▶ _AUFGABE 1_
Wo wird laut dem Lesetext der dunkelgraue Räderschimmel abgestellt?

▶ _LESETEXT_
────────

So viel Ignoranz, Selbstherrlichkeit sowie Blödheit auf einem Haufen kann manchmal selbst der gelernte alte DDR-
Bürger nicht mehr ertragen. Dann muss er weg, weit weg. Am besten in die Natur, auch wenn die schon lange nicht
mehr das ist, was sie einstmals war. Wir Menschen haben überall unsere Spuren der „Bewirtschaftung“ und
Gewinnmaximierung hinterlassen. Davon werde ich mich, völlig ungewollt und nicht geplant, wieder überzeugen
können.
Diesmal stelle ich den dunkelgrauen Räderschimmel am Straßenrand auf der Höhe vor Elbingerode ab. Auf der einen
Straßenseite Reste vom Wald und auf der anderen eine ausgedehnte Wiese, die sich bis zum anderen Waldrand
gegenüber und hinab bis nach Elbingerode zieht. Wir wollen sie überqueren, in den Waldrand eintauchen und dann
sehen, was uns erwartet. Mit meinem „Beutel auf dem Rücken“ und dem Stock in der Hand ist der Waldrand schnell
erreicht und, nach einigem Suchen, der Waldweg gefunden, der zum Ziel führen soll. Plötzlich ist mir, als würde ich in
eine andere Welt hinein laufen.

────────

Gesammelte Dateneinträge

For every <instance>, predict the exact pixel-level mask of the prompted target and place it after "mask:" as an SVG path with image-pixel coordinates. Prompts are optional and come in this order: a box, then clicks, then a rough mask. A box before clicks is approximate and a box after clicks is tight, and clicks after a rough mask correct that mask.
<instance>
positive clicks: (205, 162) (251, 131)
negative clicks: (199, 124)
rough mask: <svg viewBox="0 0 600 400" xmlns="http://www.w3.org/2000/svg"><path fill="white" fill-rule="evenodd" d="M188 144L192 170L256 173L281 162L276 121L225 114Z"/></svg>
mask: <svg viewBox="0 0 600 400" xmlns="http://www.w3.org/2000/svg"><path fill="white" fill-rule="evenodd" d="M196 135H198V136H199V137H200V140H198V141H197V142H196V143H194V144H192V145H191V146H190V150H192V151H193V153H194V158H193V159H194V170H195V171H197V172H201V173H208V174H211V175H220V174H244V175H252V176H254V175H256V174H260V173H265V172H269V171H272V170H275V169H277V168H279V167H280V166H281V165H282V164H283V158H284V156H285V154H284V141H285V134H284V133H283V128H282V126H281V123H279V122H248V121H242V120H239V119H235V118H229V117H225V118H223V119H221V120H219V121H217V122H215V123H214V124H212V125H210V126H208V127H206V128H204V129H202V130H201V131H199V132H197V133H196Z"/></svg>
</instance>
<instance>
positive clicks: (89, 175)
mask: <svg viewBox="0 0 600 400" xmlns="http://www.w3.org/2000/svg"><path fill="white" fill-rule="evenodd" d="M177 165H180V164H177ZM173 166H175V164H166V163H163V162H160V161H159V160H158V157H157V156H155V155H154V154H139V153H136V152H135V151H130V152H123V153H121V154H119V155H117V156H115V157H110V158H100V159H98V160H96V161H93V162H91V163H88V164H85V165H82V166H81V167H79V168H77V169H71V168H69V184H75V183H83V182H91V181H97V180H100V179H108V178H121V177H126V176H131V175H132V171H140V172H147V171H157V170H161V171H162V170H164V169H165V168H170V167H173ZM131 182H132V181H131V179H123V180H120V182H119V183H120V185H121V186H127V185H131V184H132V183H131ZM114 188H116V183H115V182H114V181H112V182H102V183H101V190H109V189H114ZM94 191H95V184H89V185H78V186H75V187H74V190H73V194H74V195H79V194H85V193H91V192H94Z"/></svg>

────────

▶ _AUFGABE 2_
Ermitteln Sie, in wie vielen Zeilen der Datensätze die Zeichenfolge „clicks“ vorkommt, wobei Groß- und Kleinschreibung zu beachten ist. Nennen Sie ausschließlich die Zahl.

▶ _LÖSUNG 1_
Am Straßenrand auf der Höhe vor Elbingerode.

▶ _LÖSUNG 2_
4